STATED GOAL -> Turn every line of the records below into a Markdown table with the columns "Row" and "Line." Number each line in order, and leave out blank lines.

Data listing:
::::

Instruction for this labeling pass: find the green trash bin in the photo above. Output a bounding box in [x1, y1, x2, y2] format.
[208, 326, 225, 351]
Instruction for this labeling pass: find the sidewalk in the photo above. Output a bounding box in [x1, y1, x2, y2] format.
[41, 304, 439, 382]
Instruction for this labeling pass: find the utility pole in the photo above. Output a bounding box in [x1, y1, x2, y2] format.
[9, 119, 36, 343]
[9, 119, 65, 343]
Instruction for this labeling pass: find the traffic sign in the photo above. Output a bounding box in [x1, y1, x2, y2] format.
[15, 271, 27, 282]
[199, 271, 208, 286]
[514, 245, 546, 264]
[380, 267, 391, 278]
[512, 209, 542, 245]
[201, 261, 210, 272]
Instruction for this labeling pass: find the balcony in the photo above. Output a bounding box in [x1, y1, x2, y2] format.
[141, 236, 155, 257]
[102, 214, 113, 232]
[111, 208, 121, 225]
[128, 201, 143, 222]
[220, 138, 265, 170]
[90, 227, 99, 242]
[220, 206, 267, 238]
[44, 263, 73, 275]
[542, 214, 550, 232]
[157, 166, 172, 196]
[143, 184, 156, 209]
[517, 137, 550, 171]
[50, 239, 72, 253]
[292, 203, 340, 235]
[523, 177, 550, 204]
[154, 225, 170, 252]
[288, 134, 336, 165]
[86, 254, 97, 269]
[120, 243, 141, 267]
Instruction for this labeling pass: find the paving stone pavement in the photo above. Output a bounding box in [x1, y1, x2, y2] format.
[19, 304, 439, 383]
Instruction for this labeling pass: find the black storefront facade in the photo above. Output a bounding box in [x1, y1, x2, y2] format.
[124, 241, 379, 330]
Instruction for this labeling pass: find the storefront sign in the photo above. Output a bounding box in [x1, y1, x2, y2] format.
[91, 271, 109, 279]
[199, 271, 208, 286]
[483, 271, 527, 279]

::::

EXERCISE RESULT ->
| Row | Line |
|---|---|
| 1 | Instruction for this labeling pass: find the green trash bin in the photo above. Output a bounding box in [x1, y1, x2, y2] format. |
| 2 | [208, 326, 225, 351] |
| 3 | Instruction for this labeling pass: find the sidewalk in the photo above. Output a bounding box in [x1, y1, x2, y2] format. |
| 4 | [41, 304, 439, 382] |
| 5 | Instruction for this labeling pass: find the utility pole in the photo above. Output a bounding box in [x1, y1, x2, y2] format. |
| 6 | [9, 119, 36, 343] |
| 7 | [9, 119, 65, 343] |
| 8 | Instruction for this labeling pass: find the traffic sign in the photo above. Output a bounding box in [x1, y1, x2, y2] format. |
| 9 | [15, 271, 27, 282] |
| 10 | [199, 271, 208, 286] |
| 11 | [514, 245, 546, 264] |
| 12 | [380, 267, 391, 278] |
| 13 | [512, 209, 542, 245] |
| 14 | [201, 261, 210, 272] |
| 15 | Instruction for this labeling pass: find the balcony in the photo above. Output a bounding box in [x1, y1, x2, y2] format. |
| 16 | [141, 236, 155, 257] |
| 17 | [102, 214, 113, 232] |
| 18 | [111, 208, 121, 225] |
| 19 | [128, 201, 143, 222] |
| 20 | [220, 138, 265, 170] |
| 21 | [90, 227, 99, 242] |
| 22 | [220, 206, 267, 238] |
| 23 | [44, 263, 73, 275] |
| 24 | [542, 214, 550, 232] |
| 25 | [157, 166, 172, 196] |
| 26 | [143, 184, 156, 209] |
| 27 | [517, 137, 550, 171] |
| 28 | [50, 239, 72, 253] |
| 29 | [292, 203, 340, 235] |
| 30 | [523, 177, 550, 204] |
| 31 | [154, 225, 170, 252] |
| 32 | [288, 134, 336, 165] |
| 33 | [86, 254, 97, 269] |
| 34 | [120, 243, 141, 267] |
| 35 | Instruction for this labeling pass: find the paving stone pavement in the photo above. Output a bounding box in [x1, y1, x2, y2] format. |
| 36 | [19, 304, 439, 383] |
| 37 | Instruction for this labeling pass: find the black storefront facade in the photo above. Output a bounding box in [x1, y1, x2, y2] format. |
| 38 | [124, 241, 379, 330] |
| 39 | Instruction for this labeling pass: find the storefront sign in the photo above. Output a bounding box in [x1, y1, x2, y2] format. |
| 40 | [91, 271, 109, 279] |
| 41 | [199, 271, 208, 286] |
| 42 | [483, 271, 527, 279] |